#### EXERCISE INSTRUCTIONS:
Reproduce each of the records below line for line, without changing anything.
+++ SUPPLIED RECORDS
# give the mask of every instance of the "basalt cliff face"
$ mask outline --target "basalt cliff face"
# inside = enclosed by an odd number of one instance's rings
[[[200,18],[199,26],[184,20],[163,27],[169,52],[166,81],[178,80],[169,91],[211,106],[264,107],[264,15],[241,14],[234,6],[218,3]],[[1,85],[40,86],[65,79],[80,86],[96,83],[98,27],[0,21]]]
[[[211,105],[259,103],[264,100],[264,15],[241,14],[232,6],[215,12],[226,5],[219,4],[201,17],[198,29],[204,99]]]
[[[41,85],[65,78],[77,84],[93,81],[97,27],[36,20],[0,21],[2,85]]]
++++++
#### WRITTEN RESPONSE:
# give the mask of every instance of the "basalt cliff face"
$ mask outline --target "basalt cliff face"
# inside = enclosed by an odd number of one instance's rings
[[[200,18],[199,26],[184,20],[163,27],[169,52],[166,81],[178,80],[169,91],[211,106],[264,107],[264,15],[241,14],[234,6],[218,3]],[[1,85],[40,86],[65,79],[80,86],[96,83],[98,27],[0,21]]]
[[[211,105],[259,103],[264,100],[264,15],[241,14],[232,6],[215,12],[226,5],[219,4],[201,17],[198,29],[204,99]]]
[[[41,85],[65,78],[77,84],[93,81],[97,27],[36,20],[0,21],[2,85]]]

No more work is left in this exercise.